- _WHAT IS EXPECTED_: Reproduce everything in the passage on ENS names below, from "That’s one thing, if" down to "name can do.".

That’s one thing, if Ethereum succeeds, which has significantly, and I believe it will continue to succeed significantly, ENS will just continue to succeed, and ENS is connected to Ethereum, chain link, all of web3, and it is an independent web3 protocol. Yes, it is tied to Ethereum but it is blockchain agnostic and it is cross-blockchain compatible, so to think about ENS’ names as their domain names when they are really so much more, the fact that it can do what a web2 domain name does is not a majority of the pie graph of what an ENS name can do.
00:12:00:
And then the second thing that I think people are undervaluing with ENS names is that your ENS name is freedom of life and proof of life. Proof and freedom of identity, freedom to own your own name, to let people know where to find you. Your freedom to be able to receive payment. It is your right to live and exist because a lot of people are denied existence and visibility. They are marginalized, sometimes on purpose, sometimes it happens in America, most of the time outside of America, and I think it is really powerful that anyone can have their ENS name, or be on the blockchain and mint their own NFTs, and create their own economy as in the economy of one is connected to the rest of the blockchain. In the WEB3 world you don’t need to go to GoDaddy or PayPal or centralized hosting and risk that, because we have ENS and NFTs, and we have decentralized blockchain rails. You know we are human beings, we have a habit of naming things and clasafying things, it’s just easier to have humanity when you can be an ENS name instead of a (0x) address.

Records from a collection:
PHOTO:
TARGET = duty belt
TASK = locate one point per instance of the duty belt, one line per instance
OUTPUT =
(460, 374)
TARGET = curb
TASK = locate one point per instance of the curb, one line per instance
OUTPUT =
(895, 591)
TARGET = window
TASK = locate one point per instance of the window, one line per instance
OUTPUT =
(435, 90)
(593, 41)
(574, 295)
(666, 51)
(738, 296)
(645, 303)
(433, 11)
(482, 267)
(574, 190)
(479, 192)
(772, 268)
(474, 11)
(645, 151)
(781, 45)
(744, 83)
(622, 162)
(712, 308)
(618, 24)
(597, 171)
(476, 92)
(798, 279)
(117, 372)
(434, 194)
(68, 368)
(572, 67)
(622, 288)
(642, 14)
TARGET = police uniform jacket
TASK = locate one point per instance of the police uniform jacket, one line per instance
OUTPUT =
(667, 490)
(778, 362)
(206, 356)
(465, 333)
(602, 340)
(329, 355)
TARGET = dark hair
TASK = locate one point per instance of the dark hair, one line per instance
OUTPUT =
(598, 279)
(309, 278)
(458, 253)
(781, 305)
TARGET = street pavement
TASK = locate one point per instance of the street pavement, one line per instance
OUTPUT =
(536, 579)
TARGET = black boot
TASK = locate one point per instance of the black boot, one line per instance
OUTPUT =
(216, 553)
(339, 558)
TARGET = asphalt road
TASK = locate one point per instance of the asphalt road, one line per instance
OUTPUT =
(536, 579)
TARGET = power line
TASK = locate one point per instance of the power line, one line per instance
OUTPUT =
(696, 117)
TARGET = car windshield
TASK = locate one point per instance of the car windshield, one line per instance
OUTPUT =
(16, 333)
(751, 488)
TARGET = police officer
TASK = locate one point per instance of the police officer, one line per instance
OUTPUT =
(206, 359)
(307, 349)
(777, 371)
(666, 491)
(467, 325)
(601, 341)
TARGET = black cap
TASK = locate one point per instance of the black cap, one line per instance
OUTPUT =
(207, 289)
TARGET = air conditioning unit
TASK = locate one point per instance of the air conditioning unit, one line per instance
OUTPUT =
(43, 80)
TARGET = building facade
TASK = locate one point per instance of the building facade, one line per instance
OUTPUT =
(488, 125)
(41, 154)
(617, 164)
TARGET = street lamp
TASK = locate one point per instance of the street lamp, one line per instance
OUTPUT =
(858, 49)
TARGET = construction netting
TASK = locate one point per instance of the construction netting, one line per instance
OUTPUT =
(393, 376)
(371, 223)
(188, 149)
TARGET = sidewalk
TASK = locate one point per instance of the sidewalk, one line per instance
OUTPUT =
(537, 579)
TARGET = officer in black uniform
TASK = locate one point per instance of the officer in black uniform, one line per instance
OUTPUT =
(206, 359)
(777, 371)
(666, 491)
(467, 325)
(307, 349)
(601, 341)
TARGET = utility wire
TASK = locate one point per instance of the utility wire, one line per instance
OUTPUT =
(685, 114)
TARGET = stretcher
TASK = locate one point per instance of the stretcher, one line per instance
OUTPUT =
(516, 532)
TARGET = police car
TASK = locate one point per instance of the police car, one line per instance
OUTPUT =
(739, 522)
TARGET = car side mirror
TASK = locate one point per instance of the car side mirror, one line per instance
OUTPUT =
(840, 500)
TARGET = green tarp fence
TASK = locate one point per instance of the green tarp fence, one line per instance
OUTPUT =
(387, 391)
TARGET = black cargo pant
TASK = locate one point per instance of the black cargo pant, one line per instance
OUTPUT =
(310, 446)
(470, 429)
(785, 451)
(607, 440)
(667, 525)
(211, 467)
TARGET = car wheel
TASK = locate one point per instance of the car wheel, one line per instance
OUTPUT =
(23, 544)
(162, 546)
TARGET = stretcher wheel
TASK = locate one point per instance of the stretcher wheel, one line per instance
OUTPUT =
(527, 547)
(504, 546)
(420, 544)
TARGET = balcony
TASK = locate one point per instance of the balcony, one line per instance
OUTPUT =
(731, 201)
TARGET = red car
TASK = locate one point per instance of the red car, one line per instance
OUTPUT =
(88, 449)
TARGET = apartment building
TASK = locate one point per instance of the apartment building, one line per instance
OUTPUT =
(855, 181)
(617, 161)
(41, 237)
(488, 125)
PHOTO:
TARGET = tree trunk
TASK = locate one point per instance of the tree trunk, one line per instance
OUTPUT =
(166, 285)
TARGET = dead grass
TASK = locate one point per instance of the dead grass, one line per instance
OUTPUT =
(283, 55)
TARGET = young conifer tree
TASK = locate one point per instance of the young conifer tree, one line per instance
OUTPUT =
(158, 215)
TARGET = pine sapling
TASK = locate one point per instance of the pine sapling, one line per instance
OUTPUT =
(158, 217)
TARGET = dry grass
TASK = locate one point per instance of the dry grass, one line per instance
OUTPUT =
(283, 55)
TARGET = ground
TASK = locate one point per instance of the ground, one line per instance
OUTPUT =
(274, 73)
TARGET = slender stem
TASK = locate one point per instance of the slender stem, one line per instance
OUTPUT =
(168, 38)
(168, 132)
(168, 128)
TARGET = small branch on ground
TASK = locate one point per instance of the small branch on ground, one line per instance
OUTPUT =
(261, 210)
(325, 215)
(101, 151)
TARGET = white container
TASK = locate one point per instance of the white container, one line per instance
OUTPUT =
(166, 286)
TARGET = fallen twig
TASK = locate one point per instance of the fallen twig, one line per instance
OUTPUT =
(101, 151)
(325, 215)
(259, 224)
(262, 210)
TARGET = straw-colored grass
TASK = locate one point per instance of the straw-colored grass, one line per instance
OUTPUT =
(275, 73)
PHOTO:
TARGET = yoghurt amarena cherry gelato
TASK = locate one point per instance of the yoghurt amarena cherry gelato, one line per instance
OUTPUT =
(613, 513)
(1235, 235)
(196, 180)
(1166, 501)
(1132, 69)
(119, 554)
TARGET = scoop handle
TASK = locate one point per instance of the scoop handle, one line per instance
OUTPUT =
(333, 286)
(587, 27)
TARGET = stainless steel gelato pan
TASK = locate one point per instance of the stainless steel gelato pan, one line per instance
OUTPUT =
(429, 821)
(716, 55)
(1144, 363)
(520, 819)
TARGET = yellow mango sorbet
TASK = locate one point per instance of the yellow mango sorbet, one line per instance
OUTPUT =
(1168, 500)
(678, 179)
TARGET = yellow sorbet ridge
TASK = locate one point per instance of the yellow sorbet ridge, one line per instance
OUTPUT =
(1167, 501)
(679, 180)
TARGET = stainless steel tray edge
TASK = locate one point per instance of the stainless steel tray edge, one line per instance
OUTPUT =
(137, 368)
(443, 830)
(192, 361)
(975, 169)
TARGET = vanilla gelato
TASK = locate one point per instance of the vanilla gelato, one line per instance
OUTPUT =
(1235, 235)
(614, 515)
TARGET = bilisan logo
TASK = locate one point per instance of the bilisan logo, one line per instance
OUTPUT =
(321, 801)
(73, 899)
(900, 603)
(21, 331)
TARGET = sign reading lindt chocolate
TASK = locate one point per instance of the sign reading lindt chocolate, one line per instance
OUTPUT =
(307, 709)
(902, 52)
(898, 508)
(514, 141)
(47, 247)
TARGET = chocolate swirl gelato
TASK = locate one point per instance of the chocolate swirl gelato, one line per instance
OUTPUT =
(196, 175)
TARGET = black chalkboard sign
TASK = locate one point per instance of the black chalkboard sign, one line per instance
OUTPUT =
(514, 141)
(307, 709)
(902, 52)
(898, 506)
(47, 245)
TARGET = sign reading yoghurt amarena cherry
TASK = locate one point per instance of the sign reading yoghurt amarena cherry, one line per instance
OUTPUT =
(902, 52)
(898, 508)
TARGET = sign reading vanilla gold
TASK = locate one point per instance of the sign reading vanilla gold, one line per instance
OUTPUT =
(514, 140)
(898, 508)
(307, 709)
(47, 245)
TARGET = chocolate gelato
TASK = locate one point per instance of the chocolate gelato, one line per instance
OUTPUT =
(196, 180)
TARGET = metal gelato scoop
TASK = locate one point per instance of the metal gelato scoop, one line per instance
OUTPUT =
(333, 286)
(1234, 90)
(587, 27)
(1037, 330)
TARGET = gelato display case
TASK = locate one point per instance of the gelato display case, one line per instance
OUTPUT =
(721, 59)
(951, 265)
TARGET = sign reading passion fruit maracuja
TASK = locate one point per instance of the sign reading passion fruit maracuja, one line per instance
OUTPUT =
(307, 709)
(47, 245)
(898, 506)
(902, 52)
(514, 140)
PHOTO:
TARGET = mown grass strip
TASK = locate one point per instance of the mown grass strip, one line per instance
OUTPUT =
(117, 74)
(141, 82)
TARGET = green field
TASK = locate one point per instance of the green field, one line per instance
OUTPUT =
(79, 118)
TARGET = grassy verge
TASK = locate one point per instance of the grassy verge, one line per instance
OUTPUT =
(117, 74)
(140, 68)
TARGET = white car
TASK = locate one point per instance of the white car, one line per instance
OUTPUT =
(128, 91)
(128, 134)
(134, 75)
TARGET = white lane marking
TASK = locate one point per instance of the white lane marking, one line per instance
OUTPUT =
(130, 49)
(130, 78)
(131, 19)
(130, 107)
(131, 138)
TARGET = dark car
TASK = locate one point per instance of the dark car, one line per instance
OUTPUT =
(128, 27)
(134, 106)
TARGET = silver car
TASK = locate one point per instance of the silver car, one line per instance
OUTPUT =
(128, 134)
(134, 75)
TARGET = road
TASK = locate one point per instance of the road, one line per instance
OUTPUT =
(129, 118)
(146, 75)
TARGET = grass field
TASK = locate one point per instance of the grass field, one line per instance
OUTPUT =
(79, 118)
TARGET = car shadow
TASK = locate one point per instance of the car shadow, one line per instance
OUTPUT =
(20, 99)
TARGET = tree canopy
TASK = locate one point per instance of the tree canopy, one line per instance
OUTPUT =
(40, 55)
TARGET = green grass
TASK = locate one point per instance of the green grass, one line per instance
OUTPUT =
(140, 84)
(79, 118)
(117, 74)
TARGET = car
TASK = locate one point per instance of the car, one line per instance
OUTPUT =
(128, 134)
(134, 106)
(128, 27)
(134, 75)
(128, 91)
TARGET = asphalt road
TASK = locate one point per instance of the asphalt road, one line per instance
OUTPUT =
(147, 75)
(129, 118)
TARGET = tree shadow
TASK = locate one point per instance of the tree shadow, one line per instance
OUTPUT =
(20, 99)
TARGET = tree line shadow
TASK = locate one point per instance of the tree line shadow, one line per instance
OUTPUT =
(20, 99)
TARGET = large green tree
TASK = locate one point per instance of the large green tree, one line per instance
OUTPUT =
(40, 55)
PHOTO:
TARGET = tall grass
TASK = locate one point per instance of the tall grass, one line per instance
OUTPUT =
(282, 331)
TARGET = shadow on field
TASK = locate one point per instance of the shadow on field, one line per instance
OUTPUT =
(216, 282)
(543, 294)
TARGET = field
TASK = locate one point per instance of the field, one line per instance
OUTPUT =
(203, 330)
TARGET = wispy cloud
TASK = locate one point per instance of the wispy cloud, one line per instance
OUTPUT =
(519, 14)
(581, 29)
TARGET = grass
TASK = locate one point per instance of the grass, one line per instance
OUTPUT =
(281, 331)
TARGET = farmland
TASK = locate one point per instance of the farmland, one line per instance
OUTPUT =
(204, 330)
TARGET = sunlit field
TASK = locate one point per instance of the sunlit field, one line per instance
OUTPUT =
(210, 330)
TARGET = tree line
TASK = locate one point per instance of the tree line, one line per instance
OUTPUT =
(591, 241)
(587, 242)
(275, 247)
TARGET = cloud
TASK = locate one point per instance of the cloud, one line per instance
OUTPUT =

- _COMPLETED TASK_:
That’s one thing, if Ethereum succeeds, which has significantly, and I believe it will continue to succeed significantly, ENS will just continue to succeed, and ENS is connected to Ethereum, chain link, all of web3, and it is an independent web3 protocol. Yes, it is tied to Ethereum but it is blockchain agnostic and it is cross-blockchain compatible, so to think about ENS’ names as their domain names when they are really so much more, the fact that it can do what a web2 domain name does is not a majority of the pie graph of what an ENS name can do.